EXTRACT PROVIDED:

= = = = =

Disclaimer: I’m not going to argue the point of the professional development of programs. This is purely the process, accountability, and structure. Content I’ll tackle another day/night. 

How does a the call for programs typically go for a conference?

- E-mail goes out TEN months in advance announcing a call for programs (Let’s say May)
- Due date for submissions is SEVEN months in advance (This would be September)
- Successful proposals accepted and presenters notified FIVE months in advance (This is October)
- FIVE months later, the proposal written and submitted SEVEN months before the conference are presented.

We can do better.

How are programs selected?

- Members review and recommend which sessions get approved.
- See above. Yes, read it twice.

We can do better.

Are programs held accountable for what they submitted?

- No.

We can do better.

There are so many paths I want to take right now with this post try to follow along.

First, ten months. TEN months. You are telling me that a notice of ten months is necessary to get the amount of programs needed to fill a conference schedule? Are you telling your students now to plan for their housing deposit for the 2013-2014 housing year? Seems a bit like overkill doesn’t it? Heck, it practically kills any opportunity for someone who joins higher education in the Fall semester to do anything (assuming they are coming from out of industry and aren’t totally familiar with annual conferences). “Hey that program I did last semester (spring 09) would make a great program at the annual conference. I can’t wait to present it in the spring of 2010.” We can do better than this folks.

= = = = =

COLLECTED MATERIAL:
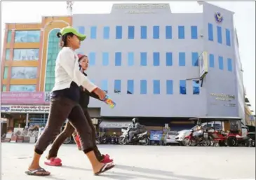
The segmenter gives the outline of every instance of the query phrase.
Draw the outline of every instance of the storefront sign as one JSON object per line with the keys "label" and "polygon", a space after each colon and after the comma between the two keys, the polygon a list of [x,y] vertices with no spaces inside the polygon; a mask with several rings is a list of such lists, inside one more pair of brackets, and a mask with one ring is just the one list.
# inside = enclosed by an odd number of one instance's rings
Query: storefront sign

= = = = =

PROBLEM SET:
[1] Answer from the post about conference program calls:
(a) How many months before the conference does the e-mail announcing the call for programs go out?
(b) Who reviews and recommends which sessions get approved?
(c) Are programs held accountable for what they submitted?
[2] Echo the post about conference program calls word for word, starting at "- E-mail goes" and ending at "conference are presented.".
The material has no role here.

RESULTS IN ORDER:
[1]
(a) Ten months.
(b) Members.
(c) No.

[2]
- E-mail goes out TEN months in advance announcing a call for programs (Let’s say May)
- Due date for submissions is SEVEN months in advance (This would be September)
- Successful proposals accepted and presenters notified FIVE months in advance (This is October)
- FIVE months later, the proposal written and submitted SEVEN months before the conference are presented.